• [Short exercise] Can you repeat the rows below word for word, starting at the line that contains "the bridge archway" and ending with the last line of the rows, both included?

(Stored entries)
_ _ _ _ _ _ _
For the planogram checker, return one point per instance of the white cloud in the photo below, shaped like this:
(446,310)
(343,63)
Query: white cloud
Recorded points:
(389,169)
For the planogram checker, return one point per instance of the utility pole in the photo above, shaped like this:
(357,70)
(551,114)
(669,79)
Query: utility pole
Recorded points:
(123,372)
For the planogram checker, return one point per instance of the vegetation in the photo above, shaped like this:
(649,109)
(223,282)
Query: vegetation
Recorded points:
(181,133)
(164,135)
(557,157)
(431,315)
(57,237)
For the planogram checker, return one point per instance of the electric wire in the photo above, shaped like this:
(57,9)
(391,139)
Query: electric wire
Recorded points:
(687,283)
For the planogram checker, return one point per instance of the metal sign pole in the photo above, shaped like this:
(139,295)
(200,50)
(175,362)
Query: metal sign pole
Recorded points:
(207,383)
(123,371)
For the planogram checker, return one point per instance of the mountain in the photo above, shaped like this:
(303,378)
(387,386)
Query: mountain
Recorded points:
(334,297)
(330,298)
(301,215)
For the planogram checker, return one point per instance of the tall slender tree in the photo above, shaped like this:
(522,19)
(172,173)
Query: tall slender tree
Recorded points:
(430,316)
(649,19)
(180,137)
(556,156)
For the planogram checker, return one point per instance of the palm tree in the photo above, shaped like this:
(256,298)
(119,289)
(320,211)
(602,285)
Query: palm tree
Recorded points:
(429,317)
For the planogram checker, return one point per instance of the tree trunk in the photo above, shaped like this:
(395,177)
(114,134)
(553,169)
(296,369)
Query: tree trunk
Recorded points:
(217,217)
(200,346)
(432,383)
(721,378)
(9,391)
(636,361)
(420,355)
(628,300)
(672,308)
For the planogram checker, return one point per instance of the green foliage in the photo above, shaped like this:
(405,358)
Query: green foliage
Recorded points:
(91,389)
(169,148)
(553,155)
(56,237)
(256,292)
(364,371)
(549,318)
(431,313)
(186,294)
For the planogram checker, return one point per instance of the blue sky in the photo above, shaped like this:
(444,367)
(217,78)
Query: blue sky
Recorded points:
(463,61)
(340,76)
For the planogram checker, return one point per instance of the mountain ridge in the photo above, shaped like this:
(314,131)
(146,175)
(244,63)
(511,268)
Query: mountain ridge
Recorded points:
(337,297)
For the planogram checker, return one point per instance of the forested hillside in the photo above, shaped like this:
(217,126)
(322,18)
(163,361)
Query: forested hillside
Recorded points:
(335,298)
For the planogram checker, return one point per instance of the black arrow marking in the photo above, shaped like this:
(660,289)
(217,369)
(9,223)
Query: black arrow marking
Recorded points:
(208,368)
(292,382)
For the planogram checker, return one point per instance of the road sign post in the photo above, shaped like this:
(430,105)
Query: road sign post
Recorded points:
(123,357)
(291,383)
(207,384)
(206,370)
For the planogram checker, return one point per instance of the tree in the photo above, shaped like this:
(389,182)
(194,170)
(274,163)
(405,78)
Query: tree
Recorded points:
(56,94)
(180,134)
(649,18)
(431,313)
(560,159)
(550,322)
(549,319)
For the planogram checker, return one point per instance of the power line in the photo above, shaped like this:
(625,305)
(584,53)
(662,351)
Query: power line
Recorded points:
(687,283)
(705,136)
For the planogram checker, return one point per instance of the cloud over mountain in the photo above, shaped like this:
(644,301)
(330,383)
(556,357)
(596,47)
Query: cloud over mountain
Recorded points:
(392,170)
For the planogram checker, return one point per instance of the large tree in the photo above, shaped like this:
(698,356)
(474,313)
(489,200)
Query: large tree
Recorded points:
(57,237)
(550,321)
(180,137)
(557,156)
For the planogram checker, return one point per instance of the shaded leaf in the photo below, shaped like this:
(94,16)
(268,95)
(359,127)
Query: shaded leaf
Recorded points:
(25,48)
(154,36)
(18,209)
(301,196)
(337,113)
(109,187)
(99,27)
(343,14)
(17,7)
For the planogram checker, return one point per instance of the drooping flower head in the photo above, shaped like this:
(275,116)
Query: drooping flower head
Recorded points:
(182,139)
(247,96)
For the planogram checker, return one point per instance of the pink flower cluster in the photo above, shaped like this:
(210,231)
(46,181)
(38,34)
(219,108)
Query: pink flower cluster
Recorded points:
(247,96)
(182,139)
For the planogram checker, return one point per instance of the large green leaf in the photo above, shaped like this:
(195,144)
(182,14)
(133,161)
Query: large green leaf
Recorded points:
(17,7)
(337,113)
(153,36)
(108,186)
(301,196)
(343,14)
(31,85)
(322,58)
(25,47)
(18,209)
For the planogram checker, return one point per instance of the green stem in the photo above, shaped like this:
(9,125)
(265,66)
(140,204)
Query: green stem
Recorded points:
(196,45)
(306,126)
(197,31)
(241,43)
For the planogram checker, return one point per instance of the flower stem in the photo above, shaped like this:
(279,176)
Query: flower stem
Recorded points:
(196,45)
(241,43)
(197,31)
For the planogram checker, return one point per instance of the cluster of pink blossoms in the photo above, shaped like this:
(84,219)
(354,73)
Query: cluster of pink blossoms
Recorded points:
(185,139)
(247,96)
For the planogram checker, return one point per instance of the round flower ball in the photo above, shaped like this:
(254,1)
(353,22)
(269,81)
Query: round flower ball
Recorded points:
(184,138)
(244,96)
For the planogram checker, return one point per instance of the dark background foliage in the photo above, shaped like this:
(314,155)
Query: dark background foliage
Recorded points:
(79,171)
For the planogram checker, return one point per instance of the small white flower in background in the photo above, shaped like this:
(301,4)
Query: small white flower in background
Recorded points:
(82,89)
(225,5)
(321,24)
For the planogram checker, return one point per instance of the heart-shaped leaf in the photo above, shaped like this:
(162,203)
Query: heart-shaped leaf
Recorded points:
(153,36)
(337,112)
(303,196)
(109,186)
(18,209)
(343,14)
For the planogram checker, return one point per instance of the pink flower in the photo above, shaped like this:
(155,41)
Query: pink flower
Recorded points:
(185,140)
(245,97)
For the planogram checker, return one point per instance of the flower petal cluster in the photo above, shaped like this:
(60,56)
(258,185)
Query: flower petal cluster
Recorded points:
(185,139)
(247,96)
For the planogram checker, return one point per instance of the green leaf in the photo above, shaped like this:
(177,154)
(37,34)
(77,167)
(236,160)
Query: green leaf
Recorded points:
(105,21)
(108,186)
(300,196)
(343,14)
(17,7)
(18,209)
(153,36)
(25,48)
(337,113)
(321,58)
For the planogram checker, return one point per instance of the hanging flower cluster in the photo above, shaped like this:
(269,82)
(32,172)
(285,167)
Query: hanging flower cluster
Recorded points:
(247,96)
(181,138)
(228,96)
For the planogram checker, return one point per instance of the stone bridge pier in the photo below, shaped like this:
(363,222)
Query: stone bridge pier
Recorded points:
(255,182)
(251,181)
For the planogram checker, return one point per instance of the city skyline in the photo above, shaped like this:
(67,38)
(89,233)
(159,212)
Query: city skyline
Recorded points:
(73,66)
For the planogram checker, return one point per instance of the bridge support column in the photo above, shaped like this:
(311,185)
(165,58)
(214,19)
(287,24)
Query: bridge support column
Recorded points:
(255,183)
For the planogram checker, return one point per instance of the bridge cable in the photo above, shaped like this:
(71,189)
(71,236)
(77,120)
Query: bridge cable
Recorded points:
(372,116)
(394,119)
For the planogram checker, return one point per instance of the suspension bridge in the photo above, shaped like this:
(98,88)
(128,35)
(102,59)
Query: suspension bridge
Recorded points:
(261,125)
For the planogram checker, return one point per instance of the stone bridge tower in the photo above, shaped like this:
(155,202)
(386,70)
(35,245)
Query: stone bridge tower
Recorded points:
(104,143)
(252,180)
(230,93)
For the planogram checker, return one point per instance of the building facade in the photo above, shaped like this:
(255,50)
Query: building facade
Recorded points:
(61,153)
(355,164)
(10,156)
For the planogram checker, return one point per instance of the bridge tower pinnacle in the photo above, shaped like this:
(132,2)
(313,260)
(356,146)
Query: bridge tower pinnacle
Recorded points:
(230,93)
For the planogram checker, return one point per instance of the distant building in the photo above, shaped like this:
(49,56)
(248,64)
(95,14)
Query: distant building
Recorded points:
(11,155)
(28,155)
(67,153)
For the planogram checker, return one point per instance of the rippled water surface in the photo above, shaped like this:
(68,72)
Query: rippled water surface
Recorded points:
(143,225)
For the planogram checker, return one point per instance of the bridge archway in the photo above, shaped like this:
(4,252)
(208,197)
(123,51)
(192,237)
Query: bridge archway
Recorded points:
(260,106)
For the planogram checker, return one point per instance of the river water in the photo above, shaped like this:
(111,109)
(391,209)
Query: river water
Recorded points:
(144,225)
_ _ _ _ _ _ _
• [Response]
For the planogram checker, return one point per instance of the bridge archway in the photo above, shaped like this:
(4,252)
(208,197)
(123,51)
(192,237)
Query: bridge archway
Recorded points:
(260,106)
For the planogram checker, return one point per instance of the river water in the photo above, shaped like this:
(111,109)
(391,209)
Query: river water
Recorded points:
(144,225)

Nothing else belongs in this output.